Exercices:
1. D'après le résumé de l'étude, combien de cas de VHC ont été confirmés de 2020 à 2022 ?
2. Recopiez le passage du résumé de l'étude qui commence par « Results: From 2020 » et se poursuit jusqu'à « among first-time donors. ».
3. Relevez, dans la partie « Résultats » rédigée en français du résumé de l'étude, tous les facteurs présentés comme prédisposant à la survenue d'une hépatite virale.

Résultats:De 2020 à 2022, 579 cas ont été confirmés d’hépatites virales dont 212 VHB et 367 VHC chez 19081 primo-donneurs, soit une prévalence globale de 3 % (IC 95% [2,7 ;3,2]). L’âge moyen était de 30,4±9ans pour le VHB et de 28,4±7ans pour le VHC. La tranche d’âge de [20-30 ans] était plus représentée dans les 2 formes. Le sexe masculin (ORa=2,09 ;IC 95% [1,62 ;2,70]), l’âge >30 ans (ORa=1,76 ;IC 95% [1,40 ;2,21]), l’appartenance à la profession enseignante (ORa=2,39 ; IC 95%[1,58 ;3,63]) et élève ou étudiant (ORa=1,49 IC 95%[1,19 ;1,87]) prédisposent plus à la survenue d’une hépatite virale tandis que le statut matrimonial « Marié » (ORa=0,58 ;IC 95% [0,47 ;0,70]) protège contre les hépatites virale B et C parmi les primo-donneurs concernés.
Conclusion:Notre étude montre une prédominance du VHC chez les primo-donneurs de sexe masculin, célibataires. Le sexe masculin, l’âge >30 ans, le statut de célibataire, l’appartenance à la profession enseignante et élève/étudiant ont été retrouvés comme facteurs associés à la survenue d’une des hépatites. Un programme de prévention adéquat et une prise en charge appropriée des cas sont recommandés.
English Abstract
Introduction: Hepatitis B (HBV) and hepatitis C (HCV) are two serious viral infectious diseases and major causes of morbidity and mortality. Because they are transmitted through blood, blood donors are screened for these viruses at the National Blood Transfusion Centre in Lomé (CNTS). However, the CNTS has few studies on the cases encountered during this screening. This study was initiated to fill the information gap on the prevalence and factors associated with hepatitis B and C among first-time blood donors.
Methods: We conducted a cross-sectional, analytical study from 1 December 2022 to 22 January 2023. An exhaustive extraction of secondary data was carried out from the CNTS database. The data were analysed using Epi Info 7. We calculated the average age. Proportions and adjusted odds ratios with 95% CI by logistic regression were used to determine the factors associated with the occurrence of one of the hepatitis types.
Results: From 2020 to 2022, 579 cases of viral hepatitis were confirmed, including 212 HBV and 367 HCV cases among 19,081 first-time donors, representing an overall prevalence of 3% (95% CI: 2.7 – 3.2). The average age was 30.4±9 years for HBV and 28.4±7 years for HCV. The [20-30 year] age group was more represented in both forms. Male gender (aOR=2.09; 95% CI: 1.62 – 2.70), age >30 years (aOR=1.76; 95% CI:1.40 – 2.21), membership of the teaching profession (aOR=2.39; 95% CI:1.58 – 3.63) and being a pupil or student (aOR=1.49 95% CI: 1.19 – 1.87) predispose individuals to viral hepatitis, while being ‘married’ (aOR=0.58; 95% CI:0.47 – 0.70) protects against viral hepatitis B and C among first-time donors.
Conclusion: Our study shows a predominance of HCV among first-time male donors who are single. Male gender, age >30 years, single status, and membership in the teaching profession and pupil/student groups were found to be factors associated with the occurrence of hepatitis. An adequate prevention programme and appropriate case management are recommended.

Données brutes:
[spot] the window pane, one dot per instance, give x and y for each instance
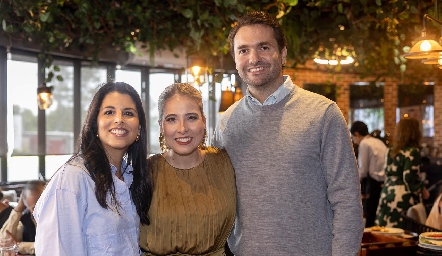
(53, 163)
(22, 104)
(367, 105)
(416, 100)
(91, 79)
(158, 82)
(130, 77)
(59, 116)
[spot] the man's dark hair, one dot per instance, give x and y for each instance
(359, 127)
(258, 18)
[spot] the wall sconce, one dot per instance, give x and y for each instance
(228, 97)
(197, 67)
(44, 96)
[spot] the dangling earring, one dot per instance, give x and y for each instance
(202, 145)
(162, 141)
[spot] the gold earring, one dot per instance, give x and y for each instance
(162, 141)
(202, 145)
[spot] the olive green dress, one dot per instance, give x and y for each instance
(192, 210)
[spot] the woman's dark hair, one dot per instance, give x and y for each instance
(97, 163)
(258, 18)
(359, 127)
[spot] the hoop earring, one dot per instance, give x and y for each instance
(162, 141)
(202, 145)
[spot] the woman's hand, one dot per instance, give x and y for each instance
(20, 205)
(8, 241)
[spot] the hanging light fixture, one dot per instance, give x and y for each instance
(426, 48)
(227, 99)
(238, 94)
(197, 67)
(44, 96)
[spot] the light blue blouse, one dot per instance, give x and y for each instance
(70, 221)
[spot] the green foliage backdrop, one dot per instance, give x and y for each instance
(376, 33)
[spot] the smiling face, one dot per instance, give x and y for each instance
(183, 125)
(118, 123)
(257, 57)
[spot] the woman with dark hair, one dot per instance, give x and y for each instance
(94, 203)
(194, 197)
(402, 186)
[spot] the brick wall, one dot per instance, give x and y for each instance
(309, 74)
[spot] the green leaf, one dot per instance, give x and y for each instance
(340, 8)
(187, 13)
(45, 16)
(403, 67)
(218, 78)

...

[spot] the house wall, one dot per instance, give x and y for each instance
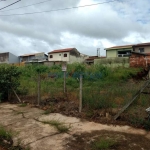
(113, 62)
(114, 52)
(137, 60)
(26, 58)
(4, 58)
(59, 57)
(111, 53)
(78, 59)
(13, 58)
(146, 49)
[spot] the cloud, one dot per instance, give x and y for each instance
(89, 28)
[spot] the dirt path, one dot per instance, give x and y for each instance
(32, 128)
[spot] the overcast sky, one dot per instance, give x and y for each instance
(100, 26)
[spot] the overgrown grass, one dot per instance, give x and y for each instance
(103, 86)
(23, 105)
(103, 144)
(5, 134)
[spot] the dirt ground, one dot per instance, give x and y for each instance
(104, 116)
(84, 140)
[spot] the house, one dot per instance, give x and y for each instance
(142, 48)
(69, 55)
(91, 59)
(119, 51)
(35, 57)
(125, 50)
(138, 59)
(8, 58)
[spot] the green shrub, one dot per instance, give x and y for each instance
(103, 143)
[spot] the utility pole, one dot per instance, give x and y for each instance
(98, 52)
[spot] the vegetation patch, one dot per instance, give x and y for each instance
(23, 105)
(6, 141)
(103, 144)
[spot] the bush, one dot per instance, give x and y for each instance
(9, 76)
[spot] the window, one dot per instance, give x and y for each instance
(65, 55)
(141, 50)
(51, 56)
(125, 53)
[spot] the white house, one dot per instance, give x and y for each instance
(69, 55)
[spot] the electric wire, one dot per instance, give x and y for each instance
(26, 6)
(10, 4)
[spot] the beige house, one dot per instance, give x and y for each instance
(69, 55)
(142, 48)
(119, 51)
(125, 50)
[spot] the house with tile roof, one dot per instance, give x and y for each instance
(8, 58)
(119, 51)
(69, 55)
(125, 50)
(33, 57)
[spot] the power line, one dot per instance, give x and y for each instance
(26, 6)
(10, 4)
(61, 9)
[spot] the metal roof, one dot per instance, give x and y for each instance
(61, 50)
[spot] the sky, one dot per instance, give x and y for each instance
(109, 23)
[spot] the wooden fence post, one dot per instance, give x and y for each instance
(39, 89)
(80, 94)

...

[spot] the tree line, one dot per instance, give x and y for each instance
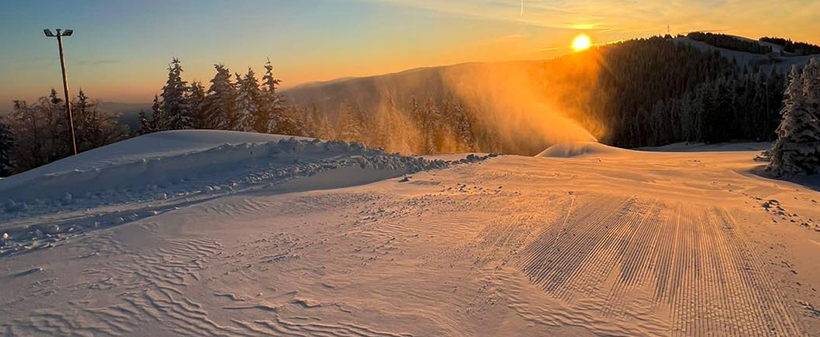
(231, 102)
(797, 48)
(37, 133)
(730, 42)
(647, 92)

Corrigé:
1. 367 cas de VHC ont été confirmés.

2.
Results: From 2020 to 2022, 579 cases of viral hepatitis were confirmed, including 212 HBV and 367 HCV cases among 19,081 first-time donors, representing an overall prevalence of 3% (95% CI: 2.7 – 3.2). The average age was 30.4±9 years for HBV and 28.4±7 years for HCV. The [20-30 year] age group was more represented in both forms. Male gender (aOR=2.09; 95% CI: 1.62 – 2.70), age >30 years (aOR=1.76; 95% CI:1.40 – 2.21), membership of the teaching profession (aOR=2.39; 95% CI:1.58 – 3.63) and being a pupil or student (aOR=1.49 95% CI: 1.19 – 1.87) predispose individuals to viral hepatitis, while being ‘married’ (aOR=0.58; 95% CI:0.47 – 0.70) protects against viral hepatitis B and C among first-time donors.

3.
- le sexe masculin
- l'âge >30 ans
- l'appartenance à la profession enseignante
- le fait d'être élève ou étudiant